[Collection entries]
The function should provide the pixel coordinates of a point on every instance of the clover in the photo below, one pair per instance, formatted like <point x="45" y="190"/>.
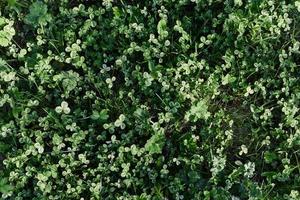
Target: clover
<point x="63" y="108"/>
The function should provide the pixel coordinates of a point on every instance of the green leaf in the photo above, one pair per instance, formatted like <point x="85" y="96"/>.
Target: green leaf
<point x="198" y="111"/>
<point x="4" y="186"/>
<point x="155" y="143"/>
<point x="11" y="2"/>
<point x="37" y="14"/>
<point x="102" y="115"/>
<point x="269" y="157"/>
<point x="161" y="28"/>
<point x="4" y="42"/>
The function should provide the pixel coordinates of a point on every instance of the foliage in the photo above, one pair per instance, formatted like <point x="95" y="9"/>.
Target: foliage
<point x="159" y="99"/>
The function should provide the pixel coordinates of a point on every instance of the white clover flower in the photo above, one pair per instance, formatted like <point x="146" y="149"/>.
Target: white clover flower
<point x="63" y="108"/>
<point x="249" y="169"/>
<point x="249" y="90"/>
<point x="244" y="150"/>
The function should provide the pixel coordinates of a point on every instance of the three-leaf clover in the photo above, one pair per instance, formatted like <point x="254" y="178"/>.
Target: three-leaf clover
<point x="63" y="108"/>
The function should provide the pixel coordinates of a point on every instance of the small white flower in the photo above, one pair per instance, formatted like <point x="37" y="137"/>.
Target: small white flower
<point x="244" y="150"/>
<point x="63" y="108"/>
<point x="249" y="90"/>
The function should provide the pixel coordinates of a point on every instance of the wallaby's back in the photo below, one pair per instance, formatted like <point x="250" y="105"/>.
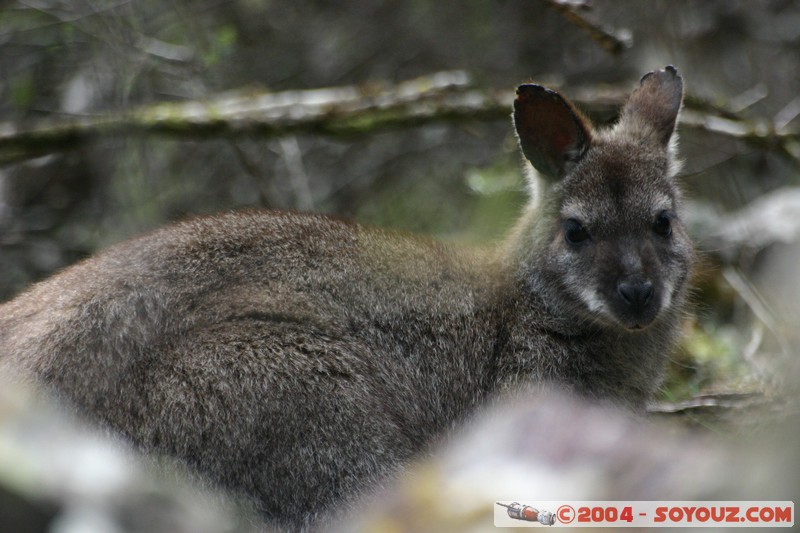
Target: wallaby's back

--- What to produce ---
Each entry must be retyped word for word, with every image omitted.

--- Full output ---
The function should provide the pixel coordinates of a point on every instance of the clover in the photo below, one pair per instance, formatted like <point x="45" y="190"/>.
Target: clover
<point x="63" y="108"/>
The function should provide the pixel coordinates of a point on every instance of the green leaf in the photo above, one pair per instance, formatted like <point x="85" y="96"/>.
Target: green leaf
<point x="198" y="111"/>
<point x="4" y="186"/>
<point x="155" y="143"/>
<point x="11" y="2"/>
<point x="37" y="14"/>
<point x="102" y="115"/>
<point x="269" y="157"/>
<point x="161" y="28"/>
<point x="4" y="42"/>
The function should provide the pixel coordinates of a point on every instance of the foliage in the photo above, one pair per instance, formatted like <point x="95" y="9"/>.
Target: foliage
<point x="159" y="99"/>
The function should provide the pixel coordinates of a point on every instance of the white clover flower in the photo above, one pair per instance, formatted like <point x="146" y="149"/>.
Target: white clover flower
<point x="63" y="108"/>
<point x="249" y="169"/>
<point x="249" y="90"/>
<point x="244" y="150"/>
The function should provide the pixel coordinates of a point on every instance of the three-leaf clover in the photo above, one pair per instance, formatted like <point x="254" y="178"/>.
Target: three-leaf clover
<point x="63" y="108"/>
The function should provide the pixel coordinates of a point on every instance of the small white flower in the photo above, one pair per instance, formatted like <point x="37" y="137"/>.
Target: small white flower
<point x="244" y="150"/>
<point x="63" y="108"/>
<point x="249" y="90"/>
The function should provide the pixel coordinates of a point on every instance of the wallaby's back in the photo below, one pair per instance, formatted like <point x="250" y="105"/>.
Target: wallaby's back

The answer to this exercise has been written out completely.